* **EXERCISE BRIEF**
Repeat exactly the lines from the line containing "the chair backrest" through the last line of the records below, inclusive, and nothing else.

Stored records:
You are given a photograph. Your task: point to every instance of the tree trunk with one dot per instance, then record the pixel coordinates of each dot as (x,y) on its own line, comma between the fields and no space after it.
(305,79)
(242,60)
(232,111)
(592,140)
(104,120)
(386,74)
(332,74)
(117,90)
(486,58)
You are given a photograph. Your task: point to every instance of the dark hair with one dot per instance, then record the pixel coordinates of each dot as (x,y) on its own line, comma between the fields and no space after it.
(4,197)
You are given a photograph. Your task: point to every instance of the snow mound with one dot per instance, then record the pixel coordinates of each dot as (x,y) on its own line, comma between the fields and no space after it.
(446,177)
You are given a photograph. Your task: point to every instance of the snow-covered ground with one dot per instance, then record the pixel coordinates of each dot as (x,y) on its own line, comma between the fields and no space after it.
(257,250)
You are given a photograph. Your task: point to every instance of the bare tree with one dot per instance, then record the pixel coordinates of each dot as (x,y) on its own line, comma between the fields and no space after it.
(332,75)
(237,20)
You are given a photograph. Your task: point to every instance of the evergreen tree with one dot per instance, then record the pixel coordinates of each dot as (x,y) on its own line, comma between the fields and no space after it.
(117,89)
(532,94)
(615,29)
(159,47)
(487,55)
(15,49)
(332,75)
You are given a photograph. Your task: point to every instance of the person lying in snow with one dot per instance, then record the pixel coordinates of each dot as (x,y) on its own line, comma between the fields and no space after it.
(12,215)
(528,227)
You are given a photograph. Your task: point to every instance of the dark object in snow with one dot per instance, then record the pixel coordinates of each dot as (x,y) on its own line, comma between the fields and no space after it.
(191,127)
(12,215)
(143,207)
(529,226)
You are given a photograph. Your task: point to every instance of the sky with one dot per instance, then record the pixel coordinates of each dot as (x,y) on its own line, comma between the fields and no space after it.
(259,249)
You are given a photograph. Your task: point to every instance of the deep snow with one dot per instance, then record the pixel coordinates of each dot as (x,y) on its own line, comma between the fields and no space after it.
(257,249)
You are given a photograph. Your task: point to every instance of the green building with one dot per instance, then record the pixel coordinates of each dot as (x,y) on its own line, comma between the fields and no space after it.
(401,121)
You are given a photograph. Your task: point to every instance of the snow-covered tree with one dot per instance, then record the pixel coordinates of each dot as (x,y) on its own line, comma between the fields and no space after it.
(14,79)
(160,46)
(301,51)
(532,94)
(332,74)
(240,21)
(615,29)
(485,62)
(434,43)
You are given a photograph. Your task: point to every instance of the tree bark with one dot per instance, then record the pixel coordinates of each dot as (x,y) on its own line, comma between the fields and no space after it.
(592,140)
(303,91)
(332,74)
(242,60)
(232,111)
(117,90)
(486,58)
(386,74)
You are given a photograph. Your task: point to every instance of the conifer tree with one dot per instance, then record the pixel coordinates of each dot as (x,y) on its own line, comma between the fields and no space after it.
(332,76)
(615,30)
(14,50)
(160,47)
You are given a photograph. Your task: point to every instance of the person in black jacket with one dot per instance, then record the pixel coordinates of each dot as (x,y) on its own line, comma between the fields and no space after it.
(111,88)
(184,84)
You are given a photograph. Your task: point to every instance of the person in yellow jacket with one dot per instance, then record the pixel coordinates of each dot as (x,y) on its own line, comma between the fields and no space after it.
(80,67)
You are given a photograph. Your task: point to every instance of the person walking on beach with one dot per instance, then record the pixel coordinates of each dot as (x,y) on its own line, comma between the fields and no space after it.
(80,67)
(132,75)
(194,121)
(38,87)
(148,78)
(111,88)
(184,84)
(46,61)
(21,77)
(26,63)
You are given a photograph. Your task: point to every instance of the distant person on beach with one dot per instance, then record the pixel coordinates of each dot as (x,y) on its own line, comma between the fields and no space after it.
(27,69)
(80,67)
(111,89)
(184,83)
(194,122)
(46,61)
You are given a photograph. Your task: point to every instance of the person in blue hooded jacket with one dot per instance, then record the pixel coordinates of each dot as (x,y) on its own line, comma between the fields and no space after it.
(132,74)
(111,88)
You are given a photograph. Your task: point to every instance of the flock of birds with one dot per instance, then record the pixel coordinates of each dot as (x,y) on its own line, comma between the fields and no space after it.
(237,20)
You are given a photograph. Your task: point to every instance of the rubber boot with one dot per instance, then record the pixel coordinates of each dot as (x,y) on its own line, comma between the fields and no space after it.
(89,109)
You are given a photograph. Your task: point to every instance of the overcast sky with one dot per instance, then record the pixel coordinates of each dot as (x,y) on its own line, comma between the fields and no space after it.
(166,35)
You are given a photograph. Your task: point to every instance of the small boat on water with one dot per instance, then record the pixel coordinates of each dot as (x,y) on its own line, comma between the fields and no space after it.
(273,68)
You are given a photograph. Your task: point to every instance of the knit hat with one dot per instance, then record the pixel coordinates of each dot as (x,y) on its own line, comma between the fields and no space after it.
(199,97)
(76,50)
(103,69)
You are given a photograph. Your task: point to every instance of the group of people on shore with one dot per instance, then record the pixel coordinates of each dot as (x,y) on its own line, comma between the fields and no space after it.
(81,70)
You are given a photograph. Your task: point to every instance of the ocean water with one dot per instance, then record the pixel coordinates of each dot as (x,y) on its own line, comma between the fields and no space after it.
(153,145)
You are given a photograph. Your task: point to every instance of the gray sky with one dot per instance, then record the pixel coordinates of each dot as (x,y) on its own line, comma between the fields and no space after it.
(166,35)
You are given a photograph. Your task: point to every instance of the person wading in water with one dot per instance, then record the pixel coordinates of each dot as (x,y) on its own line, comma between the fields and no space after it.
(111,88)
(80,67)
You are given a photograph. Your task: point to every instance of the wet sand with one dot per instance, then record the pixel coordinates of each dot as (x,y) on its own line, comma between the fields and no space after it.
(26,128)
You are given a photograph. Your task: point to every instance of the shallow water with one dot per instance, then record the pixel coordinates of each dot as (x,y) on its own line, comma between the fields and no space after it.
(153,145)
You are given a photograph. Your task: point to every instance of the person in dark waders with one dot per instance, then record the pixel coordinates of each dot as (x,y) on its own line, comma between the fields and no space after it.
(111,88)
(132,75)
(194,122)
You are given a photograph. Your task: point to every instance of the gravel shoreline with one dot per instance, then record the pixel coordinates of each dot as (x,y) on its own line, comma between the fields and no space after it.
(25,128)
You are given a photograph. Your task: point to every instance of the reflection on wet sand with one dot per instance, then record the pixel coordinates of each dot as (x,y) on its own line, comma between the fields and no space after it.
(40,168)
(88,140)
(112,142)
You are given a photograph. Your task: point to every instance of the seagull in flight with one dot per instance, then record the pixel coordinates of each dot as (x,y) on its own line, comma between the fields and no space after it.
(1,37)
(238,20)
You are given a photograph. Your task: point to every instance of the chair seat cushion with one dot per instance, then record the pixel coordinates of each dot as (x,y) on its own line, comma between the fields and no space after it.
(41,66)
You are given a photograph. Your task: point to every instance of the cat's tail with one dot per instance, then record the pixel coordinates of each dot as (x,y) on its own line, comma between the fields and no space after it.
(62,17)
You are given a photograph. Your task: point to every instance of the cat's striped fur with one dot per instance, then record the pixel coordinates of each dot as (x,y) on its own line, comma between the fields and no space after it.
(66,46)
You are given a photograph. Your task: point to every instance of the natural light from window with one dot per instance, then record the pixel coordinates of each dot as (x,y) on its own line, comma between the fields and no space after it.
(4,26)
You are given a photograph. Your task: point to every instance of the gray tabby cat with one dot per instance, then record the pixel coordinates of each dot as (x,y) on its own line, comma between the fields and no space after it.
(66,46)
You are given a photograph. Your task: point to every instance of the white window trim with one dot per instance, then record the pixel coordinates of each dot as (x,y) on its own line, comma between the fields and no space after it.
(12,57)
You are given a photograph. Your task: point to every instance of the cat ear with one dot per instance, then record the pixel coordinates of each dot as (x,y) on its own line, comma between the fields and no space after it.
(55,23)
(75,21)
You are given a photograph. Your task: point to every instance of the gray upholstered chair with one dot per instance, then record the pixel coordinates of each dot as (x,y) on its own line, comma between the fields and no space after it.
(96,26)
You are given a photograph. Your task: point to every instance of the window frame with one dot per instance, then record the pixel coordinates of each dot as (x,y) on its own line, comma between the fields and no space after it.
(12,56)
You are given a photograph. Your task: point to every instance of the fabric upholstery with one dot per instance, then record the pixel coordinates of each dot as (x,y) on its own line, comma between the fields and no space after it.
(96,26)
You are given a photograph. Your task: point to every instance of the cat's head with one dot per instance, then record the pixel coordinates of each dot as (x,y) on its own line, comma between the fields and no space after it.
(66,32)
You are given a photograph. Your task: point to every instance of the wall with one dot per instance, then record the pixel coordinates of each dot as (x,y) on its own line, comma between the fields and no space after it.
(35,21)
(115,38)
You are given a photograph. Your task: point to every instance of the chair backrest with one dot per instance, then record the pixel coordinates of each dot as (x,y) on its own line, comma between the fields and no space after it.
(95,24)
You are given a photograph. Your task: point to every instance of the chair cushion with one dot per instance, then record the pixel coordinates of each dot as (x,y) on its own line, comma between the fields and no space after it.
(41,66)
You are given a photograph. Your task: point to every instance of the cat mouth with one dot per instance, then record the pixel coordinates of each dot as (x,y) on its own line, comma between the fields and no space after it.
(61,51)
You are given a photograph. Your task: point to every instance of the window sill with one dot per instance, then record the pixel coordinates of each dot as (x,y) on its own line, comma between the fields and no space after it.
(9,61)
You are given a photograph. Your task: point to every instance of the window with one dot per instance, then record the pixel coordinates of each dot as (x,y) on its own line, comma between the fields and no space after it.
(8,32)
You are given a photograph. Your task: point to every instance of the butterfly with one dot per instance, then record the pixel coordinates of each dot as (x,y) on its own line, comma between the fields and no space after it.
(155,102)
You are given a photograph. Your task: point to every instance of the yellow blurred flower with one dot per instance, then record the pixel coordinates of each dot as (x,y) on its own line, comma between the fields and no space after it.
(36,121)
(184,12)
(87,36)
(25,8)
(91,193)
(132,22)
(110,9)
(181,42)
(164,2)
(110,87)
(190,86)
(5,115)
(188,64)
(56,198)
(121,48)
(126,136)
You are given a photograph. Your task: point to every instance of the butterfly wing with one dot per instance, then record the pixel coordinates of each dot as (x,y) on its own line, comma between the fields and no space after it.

* **WRITTEN RESPONSE**
You are given a photograph. Your task: point to every instance of the chair backrest with one dot per instance, then record the pixel coordinates of each dot as (x,y) on its own line, comma between the fields and no space after it.
(95,24)
You are given a photograph. Your task: point to every instance of the chair cushion with one dot per instance, then record the pixel coordinates of each dot as (x,y) on its own line, comma between the fields and no space after it.
(41,66)
You are given a photograph. Your task: point to every instance of the cat mouth with one dot per instance, then record the pixel coordinates of each dot as (x,y) on its own line, comma between the fields and no space after it.
(61,51)
You are given a photograph. Your task: point to every instance of the window sill with one dot per instance, then record the pixel coordinates of each dot as (x,y) on its own line, comma between the fields and no space after it.
(9,61)
You are given a photograph. Your task: point to every instance of the window with one dot per instance, then record the pixel coordinates of each dot as (x,y) on its own line, comma between the fields and no space after it.
(8,32)
You are given a photograph. Your task: point to every instance of the butterfly with one dot per instance, then record the pixel coordinates of each dot as (x,y) on its own line, comma between the fields and no space after it.
(155,102)
You are given a photograph. Your task: point to every instance of the yellow blurred flower with one dot per instance, then record the pixel coordinates of each dot as (x,y) on its own line, comma between the fields and no space after it.
(36,121)
(184,12)
(87,36)
(25,8)
(91,193)
(132,22)
(110,9)
(181,42)
(164,2)
(110,87)
(190,86)
(5,115)
(188,64)
(56,198)
(121,48)
(126,136)
You are given a photograph. Your task: point to every instance of the butterfly wing with one dot per instance, then record the pixel coordinates of each dot as (x,y) on its own line, comma between the fields and no space after it.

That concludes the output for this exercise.